Tasks:
A. Reproduce the passage of the marathon race report between "The early race" and "of the chasers.", inclusive.
B. In the marathon race report, which four runners make up the group that the pacemakers take clear at the front of the men's race?

Reading passage:
----
The early race saw two lead pace groups, a slightly bigger contingent for the ladies, but both behind pace makers set on Olympic Qualifying time. As ever the war of attrition that is the marathon saw lots of athletes looking comfortable early on, certain athletes strangely described by commentators as “the right shape for marathons”, others struggling, but still early doors.
The excitement, as ever, didn’t start until a bit later on. And wow, did it the excitement come.
Movers and shakers start to appear
Just before 90 minutes pre-race favourite Steph Davis broke away from the pack of female contenders and looked very comfortable doing so. With a few more miles of pace making left, the Clapham Chaser tucked in behind Josh Grace and Kevin Quinn and quickly moved 10-15 seconds ahead of the chasers.
“The rest of the women are out of sight” exclaimed Mara Yaumachi as we saw Davis make the most of windbreak the two pacemakers provided for as long as possible, with one staying until the final lap.
In the mens race, pace makers Callum Hawkins and Jake Smith took a group of four clear, with Dewi Griffiths, Ben Connor, Mo Aadan and Chris Thompson clicking away at the front. Thompson, fell back from that pace just before the halfway mark. Debutant Aadan liked like he was hanging on to the group from the start, but actually sat in the same spot for many miles to come.
When Hawkins stopped just before 30km, it was Dewi Griffiths who came to the front after 1:40 of racing. All three, with Connor and Aadan still on Griffith’s heels, were fighting for only two spots. If all three broke the 2:11:30 barrier it would be heart break for the third to cross the line.
Changes at the blink of an eye
Then all of a sudden we jumped back to the men and EVERYTHING had changed. Somehow Chris Thompson was back on the front and the super comfortable Griffiths was off the back by a few seconds. For a second we wondered if Thommo had stopped for a poo in the Japanese Gardens and popped back out a lap later, but the experienced GB athlete was back at the head of the race and looking fantastic.
----
Record extracts:

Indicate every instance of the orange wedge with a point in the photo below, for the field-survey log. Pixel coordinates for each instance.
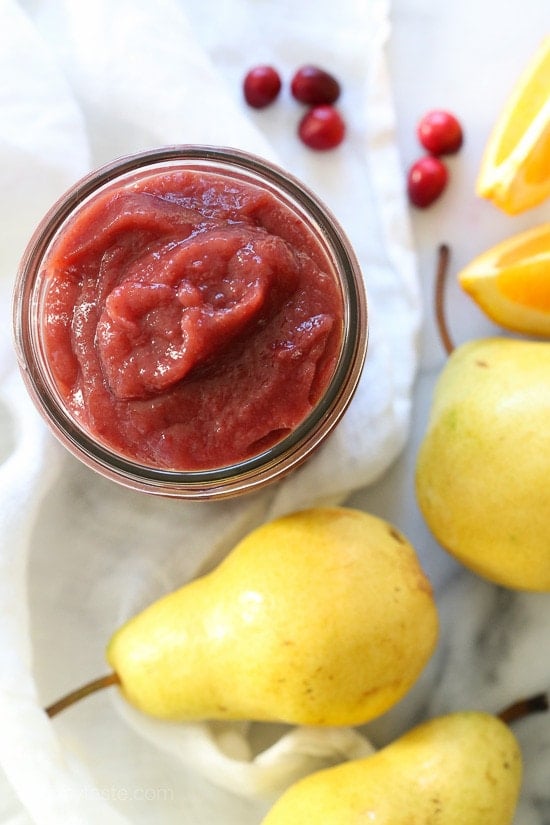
(515, 169)
(511, 282)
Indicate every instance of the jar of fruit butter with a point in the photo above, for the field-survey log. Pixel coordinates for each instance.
(191, 321)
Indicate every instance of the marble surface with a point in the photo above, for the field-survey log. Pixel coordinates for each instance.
(495, 643)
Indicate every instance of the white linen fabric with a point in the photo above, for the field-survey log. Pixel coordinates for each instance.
(81, 84)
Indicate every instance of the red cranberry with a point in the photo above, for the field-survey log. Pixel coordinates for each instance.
(322, 128)
(440, 133)
(314, 86)
(426, 181)
(261, 86)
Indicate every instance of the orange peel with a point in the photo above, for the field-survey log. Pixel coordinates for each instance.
(511, 282)
(515, 168)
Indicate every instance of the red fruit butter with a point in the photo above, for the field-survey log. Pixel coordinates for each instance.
(440, 133)
(426, 181)
(314, 86)
(261, 86)
(322, 128)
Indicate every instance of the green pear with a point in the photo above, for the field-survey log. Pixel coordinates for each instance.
(322, 617)
(483, 468)
(459, 769)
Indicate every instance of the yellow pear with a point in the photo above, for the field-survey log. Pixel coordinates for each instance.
(459, 769)
(483, 468)
(323, 617)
----
Solved tasks:
A.
The early race saw two lead pace groups, a slightly bigger contingent for the ladies, but both behind pace makers set on Olympic Qualifying time. As ever the war of attrition that is the marathon saw lots of athletes looking comfortable early on, certain athletes strangely described by commentators as “the right shape for marathons”, others struggling, but still early doors.
The excitement, as ever, didn’t start until a bit later on. And wow, did it the excitement come.
Movers and shakers start to appear
Just before 90 minutes pre-race favourite Steph Davis broke away from the pack of female contenders and looked very comfortable doing so. With a few more miles of pace making left, the Clapham Chaser tucked in behind Josh Grace and Kevin Quinn and quickly moved 10-15 seconds ahead of the chasers.

B.
- Dewi Griffiths
- Ben Connor
- Mo Aadan
- Chris Thompson